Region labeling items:

——————————

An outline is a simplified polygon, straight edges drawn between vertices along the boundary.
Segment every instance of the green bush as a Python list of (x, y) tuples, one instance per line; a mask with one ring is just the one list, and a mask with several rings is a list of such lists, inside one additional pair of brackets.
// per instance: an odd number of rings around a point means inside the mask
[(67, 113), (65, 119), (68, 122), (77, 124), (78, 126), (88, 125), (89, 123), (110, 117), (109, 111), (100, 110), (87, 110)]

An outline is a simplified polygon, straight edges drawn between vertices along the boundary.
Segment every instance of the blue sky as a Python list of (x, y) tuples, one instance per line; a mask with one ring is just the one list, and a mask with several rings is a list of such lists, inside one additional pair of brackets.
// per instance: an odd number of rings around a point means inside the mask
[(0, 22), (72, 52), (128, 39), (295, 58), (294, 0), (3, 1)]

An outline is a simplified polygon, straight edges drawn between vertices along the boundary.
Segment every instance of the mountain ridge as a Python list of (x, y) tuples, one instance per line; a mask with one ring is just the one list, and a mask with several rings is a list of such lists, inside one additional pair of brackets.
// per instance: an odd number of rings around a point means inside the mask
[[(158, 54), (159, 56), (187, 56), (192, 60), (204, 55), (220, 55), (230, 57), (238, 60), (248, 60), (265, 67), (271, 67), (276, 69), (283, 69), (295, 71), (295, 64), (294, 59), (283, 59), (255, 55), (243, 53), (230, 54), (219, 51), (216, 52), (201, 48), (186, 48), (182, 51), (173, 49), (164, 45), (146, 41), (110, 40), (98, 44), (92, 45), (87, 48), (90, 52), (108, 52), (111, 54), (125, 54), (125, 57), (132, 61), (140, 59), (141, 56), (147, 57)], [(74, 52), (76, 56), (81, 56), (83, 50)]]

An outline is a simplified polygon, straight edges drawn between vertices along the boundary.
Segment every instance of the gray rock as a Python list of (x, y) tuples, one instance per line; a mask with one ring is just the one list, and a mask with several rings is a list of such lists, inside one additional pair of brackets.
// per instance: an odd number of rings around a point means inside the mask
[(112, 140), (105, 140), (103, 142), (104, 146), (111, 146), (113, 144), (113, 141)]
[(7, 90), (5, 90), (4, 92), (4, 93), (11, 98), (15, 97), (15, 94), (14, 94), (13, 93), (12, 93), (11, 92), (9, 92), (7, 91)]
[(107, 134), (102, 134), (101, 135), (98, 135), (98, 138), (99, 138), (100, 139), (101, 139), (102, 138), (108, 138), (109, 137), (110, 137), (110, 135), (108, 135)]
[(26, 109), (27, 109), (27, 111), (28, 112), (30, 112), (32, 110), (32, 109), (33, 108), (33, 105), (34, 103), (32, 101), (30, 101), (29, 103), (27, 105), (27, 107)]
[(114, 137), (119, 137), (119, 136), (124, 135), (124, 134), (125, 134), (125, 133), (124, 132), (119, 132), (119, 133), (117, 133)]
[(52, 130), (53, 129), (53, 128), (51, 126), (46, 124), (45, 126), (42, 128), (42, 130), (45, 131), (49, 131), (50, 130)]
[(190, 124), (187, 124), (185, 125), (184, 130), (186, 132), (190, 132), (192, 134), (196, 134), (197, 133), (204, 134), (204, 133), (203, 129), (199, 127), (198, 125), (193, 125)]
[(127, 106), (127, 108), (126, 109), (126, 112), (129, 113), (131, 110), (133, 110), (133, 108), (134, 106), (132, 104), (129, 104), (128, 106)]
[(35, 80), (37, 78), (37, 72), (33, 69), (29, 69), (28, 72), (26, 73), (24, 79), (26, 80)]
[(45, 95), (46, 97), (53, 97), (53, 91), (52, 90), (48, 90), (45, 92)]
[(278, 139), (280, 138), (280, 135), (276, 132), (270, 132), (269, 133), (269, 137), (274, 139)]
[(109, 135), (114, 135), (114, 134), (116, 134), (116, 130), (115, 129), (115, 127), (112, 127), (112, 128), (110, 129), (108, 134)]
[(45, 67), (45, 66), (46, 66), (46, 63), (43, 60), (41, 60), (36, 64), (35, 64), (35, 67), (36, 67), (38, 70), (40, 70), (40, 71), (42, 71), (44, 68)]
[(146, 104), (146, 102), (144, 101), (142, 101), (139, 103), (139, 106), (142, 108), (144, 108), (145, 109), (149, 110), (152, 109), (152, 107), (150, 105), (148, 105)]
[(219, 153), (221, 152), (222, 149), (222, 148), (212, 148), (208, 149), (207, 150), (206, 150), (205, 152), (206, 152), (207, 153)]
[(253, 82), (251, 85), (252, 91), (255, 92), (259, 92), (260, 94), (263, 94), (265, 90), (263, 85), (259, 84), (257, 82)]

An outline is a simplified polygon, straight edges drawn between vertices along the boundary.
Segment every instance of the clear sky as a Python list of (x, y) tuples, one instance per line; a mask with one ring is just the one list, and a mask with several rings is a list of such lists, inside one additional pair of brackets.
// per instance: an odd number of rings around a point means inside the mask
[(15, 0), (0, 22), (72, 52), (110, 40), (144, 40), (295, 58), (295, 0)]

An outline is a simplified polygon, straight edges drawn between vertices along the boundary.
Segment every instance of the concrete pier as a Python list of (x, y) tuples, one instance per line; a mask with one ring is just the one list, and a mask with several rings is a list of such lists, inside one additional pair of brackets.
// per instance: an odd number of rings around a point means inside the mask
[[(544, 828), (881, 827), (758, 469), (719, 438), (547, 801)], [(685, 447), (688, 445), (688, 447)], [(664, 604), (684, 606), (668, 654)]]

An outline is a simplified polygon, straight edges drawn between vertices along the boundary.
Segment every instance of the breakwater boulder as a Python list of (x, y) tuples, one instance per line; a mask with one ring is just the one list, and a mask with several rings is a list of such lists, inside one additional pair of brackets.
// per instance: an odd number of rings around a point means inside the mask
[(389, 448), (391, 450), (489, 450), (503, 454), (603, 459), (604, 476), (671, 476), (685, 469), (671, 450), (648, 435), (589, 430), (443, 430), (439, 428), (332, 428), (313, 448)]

——————————

_REQUIREMENTS_: Find every line in the entries above that contains the word "breakwater", and copy each of those lines.

_WRITTEN RESPONSE_:
Segment every instance of the breakwater boulder as a Python list of (x, y) tuples, one instance per line; a mask with one ring is just the one list, and a mask with several rings is a list of such lists, inside one additional pair of brackets.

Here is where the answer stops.